### STUDY TEXT

In addition to editing one of the most authoritative and most comprehensive books on Nigeria’s history: Groundwork of Nigerian History, published by the Nigerian Historical Society in 1980, other history-related classical offerings by Prof. Ikime include: Merchant Prince of the Niger Delta: The Rise and Fall of Nana Olomu, Last Governor of Benin River; Niger Delta Rivalry: Itsekiri-Urhobo Relations and the European Presence; History, the Historian and the Nation, as well as, Can Anything Good Come Out of History?
 
Born in a village called Anibeze in Arohwa clan in the Isoko South Local Government Area of Delta State on 30 December 1936, Ikime had a flying start in education. He was head boy at his secondary school, Federal College, Ughelli. He was the Hall Warden of Kuti Hall. He played football and cricket, becoming the Badminton Champion of UI from his undergraduate days at the premier university. He earned his bachelor’s and doctorate degrees in History, from the same university. He also taught in the premier university from 1964 to 1990. He made history by obtaining his PhD at 29 and becoming a professor at 37 at UI. But he was forced to retire at 54 in 1990, 11 years short of the mandatory retirement age at 65 for professors then.
   
Two significant events that provoked his distinguished career as an academic and a pre-eminent historian were both dramatic and interesting. Prof. Ikime detailed the narratives, three years ago, in an interview he granted in a national daily thus:  “History was my best subject in CMS College in Ughelli, and my History teacher, Mr. Ihejirika, had boasted to fellow teachers and students that Obaro Ikime, his student, would score A1 in the school certificate examination. But when the result came out, I scored a C.
 
“I was sad, as I perceived the result as a disappointment to my teacher. I went to his house to apologise, but he asked his wife to tell me that he didn’t want to see me. But I refused to leave. I appealed to his wife to beg him for me. After about an hour, he came out and asked what he should do for me. I apologised to him and begged for his forgiveness. He said I had made him a liar and my apology will not solve it, but I had to prove to the world that I knew the subject. He was very hurt. I left his house and took it as a challenge.”

######
### DATA FOR REVIEW

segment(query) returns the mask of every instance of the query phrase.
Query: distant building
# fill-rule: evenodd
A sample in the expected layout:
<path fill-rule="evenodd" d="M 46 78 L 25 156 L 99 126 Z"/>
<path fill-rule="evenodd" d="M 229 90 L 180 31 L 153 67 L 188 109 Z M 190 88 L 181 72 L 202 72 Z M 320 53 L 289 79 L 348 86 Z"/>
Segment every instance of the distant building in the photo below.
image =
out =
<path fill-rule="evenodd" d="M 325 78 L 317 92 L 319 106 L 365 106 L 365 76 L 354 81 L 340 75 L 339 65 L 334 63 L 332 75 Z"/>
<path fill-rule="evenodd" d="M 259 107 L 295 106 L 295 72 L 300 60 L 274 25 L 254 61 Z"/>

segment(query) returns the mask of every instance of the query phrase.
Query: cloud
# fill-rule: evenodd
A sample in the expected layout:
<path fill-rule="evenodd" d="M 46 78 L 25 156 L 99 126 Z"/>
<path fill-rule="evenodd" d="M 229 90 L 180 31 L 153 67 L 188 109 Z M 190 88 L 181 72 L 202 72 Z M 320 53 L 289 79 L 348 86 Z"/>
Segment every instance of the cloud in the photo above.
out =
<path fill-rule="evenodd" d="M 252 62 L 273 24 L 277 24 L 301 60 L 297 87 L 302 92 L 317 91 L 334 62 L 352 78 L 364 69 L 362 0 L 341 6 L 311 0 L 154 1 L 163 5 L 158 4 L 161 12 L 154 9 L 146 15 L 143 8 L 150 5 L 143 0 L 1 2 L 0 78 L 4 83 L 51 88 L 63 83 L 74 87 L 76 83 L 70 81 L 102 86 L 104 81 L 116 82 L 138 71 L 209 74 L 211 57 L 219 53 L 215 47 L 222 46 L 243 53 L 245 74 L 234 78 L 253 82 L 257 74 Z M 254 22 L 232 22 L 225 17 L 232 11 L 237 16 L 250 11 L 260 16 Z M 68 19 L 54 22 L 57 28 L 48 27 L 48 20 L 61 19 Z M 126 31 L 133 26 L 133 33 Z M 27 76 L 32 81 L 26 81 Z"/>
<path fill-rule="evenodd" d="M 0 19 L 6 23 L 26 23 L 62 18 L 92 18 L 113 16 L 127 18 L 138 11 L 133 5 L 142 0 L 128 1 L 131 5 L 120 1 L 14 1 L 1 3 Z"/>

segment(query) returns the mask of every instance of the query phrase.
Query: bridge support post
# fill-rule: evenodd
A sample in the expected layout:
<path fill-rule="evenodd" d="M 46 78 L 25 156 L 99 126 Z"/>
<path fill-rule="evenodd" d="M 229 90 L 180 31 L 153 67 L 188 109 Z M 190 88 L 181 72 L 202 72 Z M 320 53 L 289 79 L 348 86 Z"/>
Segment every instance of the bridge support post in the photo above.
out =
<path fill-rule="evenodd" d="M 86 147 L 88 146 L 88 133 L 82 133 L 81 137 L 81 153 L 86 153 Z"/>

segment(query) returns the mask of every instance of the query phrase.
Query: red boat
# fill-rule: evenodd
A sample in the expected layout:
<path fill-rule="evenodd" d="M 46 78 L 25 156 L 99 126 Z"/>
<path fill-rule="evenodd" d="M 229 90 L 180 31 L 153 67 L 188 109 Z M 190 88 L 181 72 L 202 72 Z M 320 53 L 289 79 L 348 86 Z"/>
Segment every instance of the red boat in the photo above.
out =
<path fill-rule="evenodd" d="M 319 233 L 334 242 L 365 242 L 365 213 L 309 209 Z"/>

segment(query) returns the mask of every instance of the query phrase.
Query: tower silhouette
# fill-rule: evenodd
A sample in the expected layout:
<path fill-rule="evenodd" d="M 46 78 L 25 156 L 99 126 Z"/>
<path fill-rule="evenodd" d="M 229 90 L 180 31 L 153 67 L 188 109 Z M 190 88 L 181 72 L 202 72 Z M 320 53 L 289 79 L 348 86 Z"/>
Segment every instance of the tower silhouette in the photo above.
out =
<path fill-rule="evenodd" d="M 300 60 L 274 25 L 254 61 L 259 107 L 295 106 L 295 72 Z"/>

######

- [EXERCISE OBJECTIVE]: Carry on the text about Prof. Obaro Ikime's life and career from its last sentence. The records have no connection to the text about Prof. Obaro Ikime.

- [RESULT]:
So, he went on to study History at the University of Ibadan up till PhD level and kept updating Mr. Ihejirika about his progress. But Mr. Ihejirika kept challenging him to prove his mettle. “When I had my PhD, I went to inform him, but he still didn’t congratulate me. He only repeated that I should prove to the world that I knew History. He didn’t congratulate me until the day I went to inform him that I had become a Professor of History.”
 
In the same newspaper interview, Prof Ikime revealed how he had wanted to make a career as a secondary school teacher. The principal of his alma mater had given him a job while he was awaiting his first degree result. Ikime said: “But when the degree result came out, my principal invited me to his office and gave me a resignation letter, and said I should sign it. I told him I had the right to make a decision as a teacher and not as his student. He then echoed ‘sign it, you fool!’ He said I needed to return to school for my PhD. I signed the letter and returned to Ibadan for my PhD.”
 
Indeed, Prof. Ikime meritoriously served the academia, the church and the country in different capacities. He also had his brushes with authorities, including being hauled into detention for 90 days in 1990. He was kept in a dingy, mosquitos-infected cell where he slept on the bare floor, and had only a set of clothes.
 
It is this sad aspect of Ikime’s life that Prof. Falola would reference as an irony of “another national icon whose works helped put Nigerian history on the scrutinised, refined, and tailored academic approach that is now widely used. Yet, this hallowed historian has not enjoyed the attention and respect that should be accorded to a national hero because, in Nigeria, we marginalise the living and forget the dead.”
But come what may, Ikime would continue to live on in the minds of many and in history itself. Adieu Prof. Obaro Ikime.